> _AIM OF THE TASK_
Please arrange the lines of the listing below as a numbered list, skipping any blank lines. Leave the pictures out of your answer.

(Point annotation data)
--- --- ---

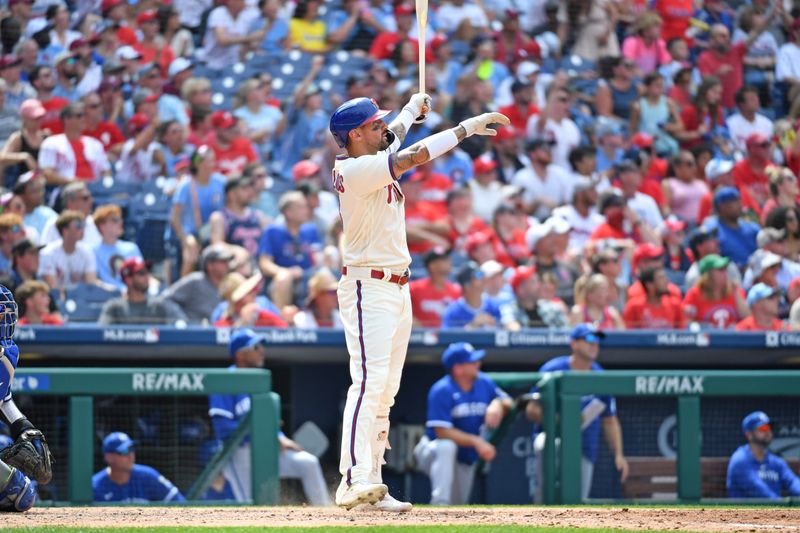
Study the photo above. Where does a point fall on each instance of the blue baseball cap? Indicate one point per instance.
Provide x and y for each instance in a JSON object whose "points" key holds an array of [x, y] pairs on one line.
{"points": [[587, 332], [758, 292], [118, 442], [754, 420], [726, 194], [461, 352], [245, 339]]}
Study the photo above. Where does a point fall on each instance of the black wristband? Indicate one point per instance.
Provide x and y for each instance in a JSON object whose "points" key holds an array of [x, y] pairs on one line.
{"points": [[21, 425]]}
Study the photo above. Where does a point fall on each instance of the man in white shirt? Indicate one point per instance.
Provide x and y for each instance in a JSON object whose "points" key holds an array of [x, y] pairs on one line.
{"points": [[75, 197], [545, 185], [630, 177], [748, 120], [553, 123], [67, 262], [227, 30]]}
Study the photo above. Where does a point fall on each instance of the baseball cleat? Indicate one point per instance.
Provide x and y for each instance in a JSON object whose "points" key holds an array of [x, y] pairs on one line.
{"points": [[390, 504], [18, 494], [359, 493]]}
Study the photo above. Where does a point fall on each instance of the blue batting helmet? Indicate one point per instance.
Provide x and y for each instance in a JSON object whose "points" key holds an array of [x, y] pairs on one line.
{"points": [[9, 309], [353, 114]]}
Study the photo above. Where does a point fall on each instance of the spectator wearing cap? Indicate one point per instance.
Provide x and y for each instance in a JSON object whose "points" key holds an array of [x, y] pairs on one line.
{"points": [[787, 68], [548, 243], [227, 34], [262, 123], [105, 131], [756, 472], [170, 105], [68, 262], [598, 412], [737, 237], [656, 308], [141, 159], [33, 298], [127, 482], [197, 293], [474, 310], [484, 187], [530, 308], [715, 300], [461, 405], [42, 78], [684, 191], [433, 294], [763, 301], [783, 191], [321, 307], [136, 305], [703, 242], [237, 224], [76, 197], [16, 91], [287, 250], [748, 120], [522, 106], [152, 46], [608, 137], [751, 172], [244, 309], [193, 203], [719, 174], [71, 156], [553, 124], [591, 304], [545, 185], [306, 121], [112, 250]]}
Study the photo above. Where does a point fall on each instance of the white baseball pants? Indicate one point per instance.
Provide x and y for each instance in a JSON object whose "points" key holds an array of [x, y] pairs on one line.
{"points": [[292, 464], [451, 481], [376, 315]]}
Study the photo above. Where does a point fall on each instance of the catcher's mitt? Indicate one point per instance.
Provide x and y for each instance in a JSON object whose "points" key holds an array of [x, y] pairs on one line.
{"points": [[31, 455]]}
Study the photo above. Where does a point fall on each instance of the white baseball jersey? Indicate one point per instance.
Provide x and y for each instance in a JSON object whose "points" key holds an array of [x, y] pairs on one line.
{"points": [[373, 212]]}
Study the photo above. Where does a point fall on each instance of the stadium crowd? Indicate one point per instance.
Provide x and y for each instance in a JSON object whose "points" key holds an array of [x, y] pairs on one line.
{"points": [[172, 159]]}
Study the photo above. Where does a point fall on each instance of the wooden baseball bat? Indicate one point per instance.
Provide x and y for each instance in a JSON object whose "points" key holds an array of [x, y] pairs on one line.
{"points": [[422, 25]]}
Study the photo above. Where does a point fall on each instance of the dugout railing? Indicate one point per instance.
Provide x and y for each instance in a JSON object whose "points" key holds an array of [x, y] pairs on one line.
{"points": [[82, 385], [560, 395]]}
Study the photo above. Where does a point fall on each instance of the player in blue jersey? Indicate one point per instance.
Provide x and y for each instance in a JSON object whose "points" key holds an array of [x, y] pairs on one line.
{"points": [[596, 411], [247, 348], [17, 492], [754, 471], [125, 481], [461, 407]]}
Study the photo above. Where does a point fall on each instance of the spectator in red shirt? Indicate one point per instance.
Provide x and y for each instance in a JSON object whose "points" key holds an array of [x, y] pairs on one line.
{"points": [[153, 47], [656, 309], [33, 298], [233, 151], [523, 107], [750, 173], [763, 301], [715, 300], [104, 131], [430, 296]]}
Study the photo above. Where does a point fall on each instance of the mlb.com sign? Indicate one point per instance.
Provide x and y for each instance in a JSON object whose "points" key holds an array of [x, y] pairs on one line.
{"points": [[669, 384]]}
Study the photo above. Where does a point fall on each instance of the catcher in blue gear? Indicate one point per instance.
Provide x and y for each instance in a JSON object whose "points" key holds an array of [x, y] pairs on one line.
{"points": [[29, 456]]}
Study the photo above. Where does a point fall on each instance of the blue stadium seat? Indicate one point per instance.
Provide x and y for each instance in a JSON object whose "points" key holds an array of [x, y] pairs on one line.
{"points": [[84, 302]]}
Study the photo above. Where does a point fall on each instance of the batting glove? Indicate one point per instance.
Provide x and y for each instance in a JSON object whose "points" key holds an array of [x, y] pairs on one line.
{"points": [[480, 125]]}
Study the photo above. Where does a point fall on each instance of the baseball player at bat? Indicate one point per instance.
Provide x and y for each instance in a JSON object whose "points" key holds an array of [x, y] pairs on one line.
{"points": [[28, 456], [373, 293]]}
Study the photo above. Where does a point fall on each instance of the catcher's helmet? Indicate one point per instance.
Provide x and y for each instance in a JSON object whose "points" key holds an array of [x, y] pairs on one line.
{"points": [[353, 114], [9, 317]]}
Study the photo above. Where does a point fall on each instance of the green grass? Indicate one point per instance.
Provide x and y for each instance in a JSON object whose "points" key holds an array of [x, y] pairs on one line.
{"points": [[371, 529]]}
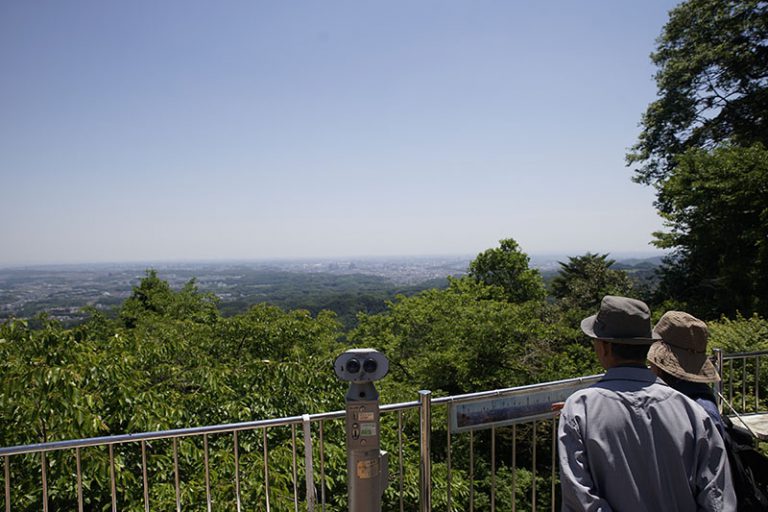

--- --- ---

> _RESPONSE TO THE EXERCISE_
1. Study the photo above. Where does a point fall on each instance of the blue baseball cap? Indicate one point per instance.
2. Provide x and y for each instance in a JSON object whose "points" key holds an array of [x, y] pairs on one line.
3. {"points": [[587, 332], [758, 292], [118, 442], [754, 420], [726, 194], [461, 352], [245, 339]]}
4. Study the photo above. Where does a point fall on each instance of the black wristband? Indicate one point per instance.
5. Provide x and y for each instance in a JSON object whose "points" key holds an array of [x, y] pairs on one line.
6. {"points": [[21, 425]]}
7. Study the photo above. Where does a point fall on each instance of the man in white shirt? Indicate one point per instance.
8. Provide x and y for each instance in a JSON object whose "points" key holds an array of [x, y] pairs on one line.
9. {"points": [[75, 197], [545, 185], [630, 177], [748, 120], [553, 123], [67, 262], [227, 30]]}
10. Study the photo above. Where does a point fall on each instance of the baseball cleat? Indicate one point per instance.
11. Provide x and y for each instance in a JSON object whose "points" key holds an array of [x, y] pairs on one line.
12. {"points": [[390, 504], [18, 494], [359, 493]]}
13. Study the photo above. Where does a point fall on each instance of the blue batting helmet? Indicate one point per instance.
14. Provide x and y for each instance in a JSON object whose "points" key holds an array of [x, y] pairs on one line.
15. {"points": [[9, 309], [353, 114]]}
16. Study the photo above. Where does a point fall on each instance of the spectator wearing cap? Indicate one point per instance.
17. Provide x and y for each instance in a JSON object whose "points" key holds an array of [x, y] pairs on one line.
18. {"points": [[787, 68], [548, 243], [227, 34], [262, 123], [105, 131], [756, 472], [170, 105], [68, 262], [598, 412], [737, 237], [656, 308], [141, 159], [33, 298], [127, 482], [197, 293], [474, 310], [484, 187], [530, 308], [715, 300], [461, 405], [42, 78], [684, 191], [433, 294], [763, 301], [783, 191], [321, 307], [136, 305], [703, 242], [237, 224], [76, 197], [16, 91], [287, 250], [748, 120], [522, 106], [152, 46], [608, 137], [751, 172], [244, 309], [193, 203], [719, 174], [71, 156], [553, 124], [591, 304], [545, 185], [306, 121], [112, 250]]}
19. Study the photo above. Where does a point fall on each instance of the white baseball pants? Indicate one point per instance.
20. Provide x and y for each instance in a JSON object whose "points" key holds an array of [x, y] pairs on one line.
21. {"points": [[292, 464], [451, 481], [376, 315]]}
22. Study the photo above. Where does a point fall on each instance of the catcher's mitt? Indicate one point per instance.
23. Provide x and y for each instance in a JSON object whose "points" key holds an array of [x, y] pairs on one line.
24. {"points": [[31, 455]]}
25. Study the photo above. Where does a point fall on each instance of the white baseball jersey? Indicate one point per instance.
26. Provide x and y for each instance in a JSON object whose "points" key holds an array of [x, y] pairs on one line.
27. {"points": [[373, 212]]}
28. Study the photo above. Where does a point fall on each instance of the stadium crowd? Indicate one point per instance.
29. Provide x and y for each instance in a JSON object whose "points" key holds an array of [x, y] pairs on one line.
30. {"points": [[172, 159]]}
31. Study the photo above. Where does a point fall on each instance of the wooden baseball bat? Indicate one point per instance.
32. Provide x and y for each instance in a JSON object whose "points" key holds an array of [x, y] pairs on one line.
33. {"points": [[422, 25]]}
34. Study the photo above. Where does a point fall on each instance of the dugout railing? Indicate one point per instance.
35. Provide x and y for each instance in a JSON object whose "points" key holds an array of [x, y] pairs on one line.
36. {"points": [[82, 385], [560, 395]]}
37. Study the photo above. Where does a point fall on each instance of the player in blue jersey? Indicate one point per instance.
38. Provide x and y for each instance in a JSON object whose "points" key holds an array of [x, y] pairs on one line.
39. {"points": [[596, 411], [247, 348], [17, 492], [754, 471], [125, 481], [461, 407]]}
40. Study the photo above. Where does a point fall on each instance of the spectator in red shirt? Indicate one point per instance.
41. Provide x and y for each instance in a JSON object whose "points" key holds an array of [x, y] pairs on one line.
42. {"points": [[153, 47], [656, 309], [33, 298], [233, 151], [523, 107], [750, 173], [763, 301], [715, 300], [104, 131], [430, 296]]}
43. Study the photo above. Where does a point fall on each instance of the mlb.com sign? Indicate one point per instance.
44. Provide x and y for each instance in a JSON object whose "points" key holds an array of [x, y] pairs on one line.
45. {"points": [[669, 384]]}
46. Study the photo above. Where does a point fall on each instance of the catcher in blue gear? Indicate one point per instance.
47. Provide x and y for each instance in a JSON object whose "points" key holds an array of [x, y] pairs on one line.
48. {"points": [[29, 456]]}
49. Study the photo above. Where does a point fall on each instance of the blue stadium seat? Indicate one point per instance.
50. Provide x and y for each instance in a JSON object whose "points" key holds an array of [x, y] pairs on one line.
51. {"points": [[84, 302]]}
52. Study the photo above. Where does a point fall on each instance of the batting glove? Indicate one point per instance.
53. Provide x and y for each instance in a JSON object whose "points" key holds an array of [x, y] pairs on one line.
54. {"points": [[480, 125]]}
55. Study the photo above. Where does a point fall on each instance of the baseball player at bat? Indicate one point per instance.
56. Provide x and y for each instance in a JSON object whose "points" key holds an array of [x, y] pairs on one line.
57. {"points": [[28, 456], [373, 293]]}
58. Study the photo above. Where does a point fall on each instance of the catcher's helmet? Indicate one point per instance.
59. Provide x and y for each instance in a JSON object whose "points" key holds an array of [x, y] pairs on one line.
60. {"points": [[353, 114], [9, 317]]}
61. Study the photo above. Where does a point fall on each instance of the green grass? Indicate one point per instance.
62. Provide x and y for each instance in a JSON object whose "points" key holds an array of [x, y] pairs on one line.
63. {"points": [[371, 529]]}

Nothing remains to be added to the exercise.